▶ **Assignment**
In the listing that follows, how many lines hold the string "orthodox"? Answer with the number only.

+++ Information provided

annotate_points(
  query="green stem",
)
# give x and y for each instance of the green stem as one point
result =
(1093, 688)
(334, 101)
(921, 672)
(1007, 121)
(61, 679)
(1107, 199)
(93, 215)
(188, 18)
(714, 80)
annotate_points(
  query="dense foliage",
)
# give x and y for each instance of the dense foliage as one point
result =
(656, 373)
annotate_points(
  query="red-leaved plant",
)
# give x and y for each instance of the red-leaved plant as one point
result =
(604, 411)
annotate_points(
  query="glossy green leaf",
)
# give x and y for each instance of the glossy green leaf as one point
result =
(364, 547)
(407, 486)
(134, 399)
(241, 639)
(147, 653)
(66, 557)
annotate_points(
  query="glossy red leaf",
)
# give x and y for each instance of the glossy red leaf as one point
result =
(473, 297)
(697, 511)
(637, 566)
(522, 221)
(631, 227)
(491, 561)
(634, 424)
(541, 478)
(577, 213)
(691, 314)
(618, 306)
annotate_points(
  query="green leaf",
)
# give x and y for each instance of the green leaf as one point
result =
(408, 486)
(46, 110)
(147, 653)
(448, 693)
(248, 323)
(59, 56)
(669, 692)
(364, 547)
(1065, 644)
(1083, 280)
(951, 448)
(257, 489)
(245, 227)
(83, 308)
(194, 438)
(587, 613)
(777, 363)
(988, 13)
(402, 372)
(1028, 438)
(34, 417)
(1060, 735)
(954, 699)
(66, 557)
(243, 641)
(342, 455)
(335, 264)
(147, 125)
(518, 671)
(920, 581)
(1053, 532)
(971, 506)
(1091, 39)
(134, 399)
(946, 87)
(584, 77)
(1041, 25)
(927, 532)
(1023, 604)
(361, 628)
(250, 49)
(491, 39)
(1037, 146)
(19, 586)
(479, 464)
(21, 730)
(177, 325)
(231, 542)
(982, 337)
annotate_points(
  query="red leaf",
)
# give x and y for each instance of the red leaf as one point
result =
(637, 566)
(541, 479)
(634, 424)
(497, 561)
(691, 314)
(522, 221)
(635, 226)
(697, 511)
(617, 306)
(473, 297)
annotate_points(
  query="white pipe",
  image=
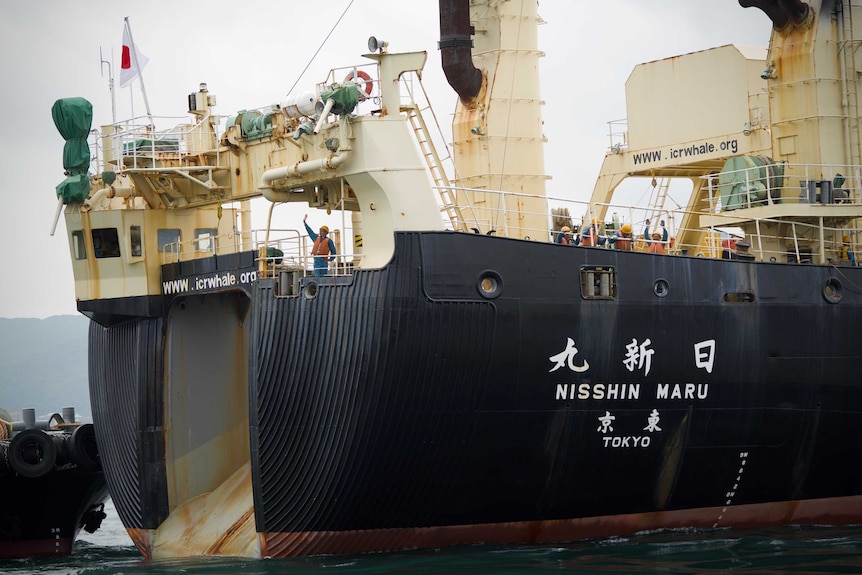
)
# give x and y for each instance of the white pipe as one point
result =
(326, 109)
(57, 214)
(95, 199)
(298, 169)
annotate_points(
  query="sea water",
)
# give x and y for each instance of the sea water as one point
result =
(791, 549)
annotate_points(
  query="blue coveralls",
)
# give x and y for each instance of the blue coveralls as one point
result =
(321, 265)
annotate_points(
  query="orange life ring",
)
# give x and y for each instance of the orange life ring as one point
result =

++++++
+++ Information provided

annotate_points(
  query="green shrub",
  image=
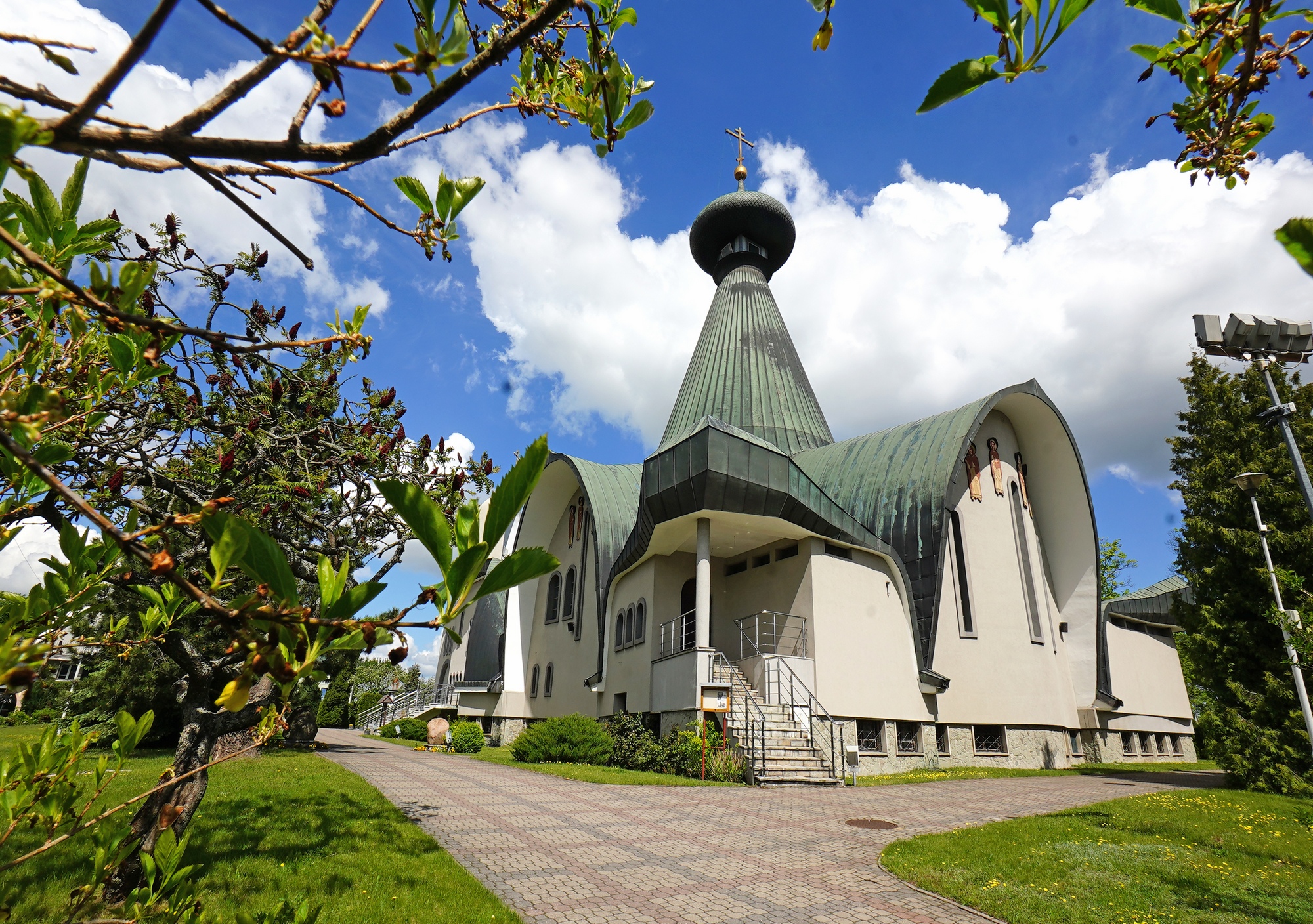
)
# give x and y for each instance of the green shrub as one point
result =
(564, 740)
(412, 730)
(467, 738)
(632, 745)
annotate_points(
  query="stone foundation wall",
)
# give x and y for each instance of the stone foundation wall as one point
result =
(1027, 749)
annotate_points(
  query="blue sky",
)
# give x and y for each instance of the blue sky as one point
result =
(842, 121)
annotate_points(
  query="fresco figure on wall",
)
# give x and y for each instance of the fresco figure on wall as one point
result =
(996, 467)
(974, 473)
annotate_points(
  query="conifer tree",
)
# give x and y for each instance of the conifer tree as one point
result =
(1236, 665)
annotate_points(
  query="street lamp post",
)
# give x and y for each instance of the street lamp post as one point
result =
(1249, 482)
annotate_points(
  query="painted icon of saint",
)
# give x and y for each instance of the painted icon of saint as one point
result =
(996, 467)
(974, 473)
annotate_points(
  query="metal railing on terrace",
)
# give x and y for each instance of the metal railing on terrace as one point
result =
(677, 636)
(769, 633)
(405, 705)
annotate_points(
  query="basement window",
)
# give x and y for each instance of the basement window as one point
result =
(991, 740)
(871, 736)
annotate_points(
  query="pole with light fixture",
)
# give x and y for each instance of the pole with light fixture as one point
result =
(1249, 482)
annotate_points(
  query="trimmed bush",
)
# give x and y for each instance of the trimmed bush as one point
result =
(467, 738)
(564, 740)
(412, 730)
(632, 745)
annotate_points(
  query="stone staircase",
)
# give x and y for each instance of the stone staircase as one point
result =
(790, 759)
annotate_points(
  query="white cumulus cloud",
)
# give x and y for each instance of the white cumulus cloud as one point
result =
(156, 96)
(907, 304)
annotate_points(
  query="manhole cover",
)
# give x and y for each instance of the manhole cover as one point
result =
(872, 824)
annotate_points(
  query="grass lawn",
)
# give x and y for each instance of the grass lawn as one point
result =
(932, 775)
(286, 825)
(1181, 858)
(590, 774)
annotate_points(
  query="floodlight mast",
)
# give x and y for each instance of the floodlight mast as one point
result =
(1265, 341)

++++++
+++ Information provided

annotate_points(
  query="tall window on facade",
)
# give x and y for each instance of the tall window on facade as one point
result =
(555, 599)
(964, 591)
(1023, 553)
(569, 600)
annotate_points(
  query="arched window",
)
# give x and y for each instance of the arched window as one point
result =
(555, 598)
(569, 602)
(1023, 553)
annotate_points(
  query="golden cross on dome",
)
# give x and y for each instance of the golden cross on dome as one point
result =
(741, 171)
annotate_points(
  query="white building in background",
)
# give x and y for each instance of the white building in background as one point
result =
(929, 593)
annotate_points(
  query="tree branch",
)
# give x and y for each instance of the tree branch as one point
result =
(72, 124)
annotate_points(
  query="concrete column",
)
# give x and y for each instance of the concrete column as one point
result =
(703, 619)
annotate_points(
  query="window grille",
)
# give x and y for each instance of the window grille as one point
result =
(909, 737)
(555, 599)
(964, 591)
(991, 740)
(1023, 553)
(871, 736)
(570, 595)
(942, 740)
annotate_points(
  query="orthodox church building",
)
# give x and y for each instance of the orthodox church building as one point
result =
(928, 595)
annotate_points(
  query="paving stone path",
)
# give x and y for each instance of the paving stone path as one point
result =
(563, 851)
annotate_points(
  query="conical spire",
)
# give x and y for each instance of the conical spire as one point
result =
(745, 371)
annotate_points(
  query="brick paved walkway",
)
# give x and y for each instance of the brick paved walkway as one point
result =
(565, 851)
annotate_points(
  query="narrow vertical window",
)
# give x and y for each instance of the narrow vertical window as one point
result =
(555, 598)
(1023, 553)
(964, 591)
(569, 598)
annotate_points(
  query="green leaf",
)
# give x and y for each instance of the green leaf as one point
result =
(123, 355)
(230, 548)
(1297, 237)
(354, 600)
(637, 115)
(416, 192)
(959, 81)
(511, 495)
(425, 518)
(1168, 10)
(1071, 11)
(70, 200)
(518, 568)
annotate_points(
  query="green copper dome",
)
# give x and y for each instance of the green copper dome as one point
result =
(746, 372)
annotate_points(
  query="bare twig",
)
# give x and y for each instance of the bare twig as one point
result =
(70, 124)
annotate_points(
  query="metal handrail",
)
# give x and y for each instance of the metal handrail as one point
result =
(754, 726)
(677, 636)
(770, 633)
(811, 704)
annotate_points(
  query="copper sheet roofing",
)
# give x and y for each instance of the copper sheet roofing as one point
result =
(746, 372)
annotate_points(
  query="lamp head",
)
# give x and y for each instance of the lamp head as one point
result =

++++++

▶ **Written answer**
2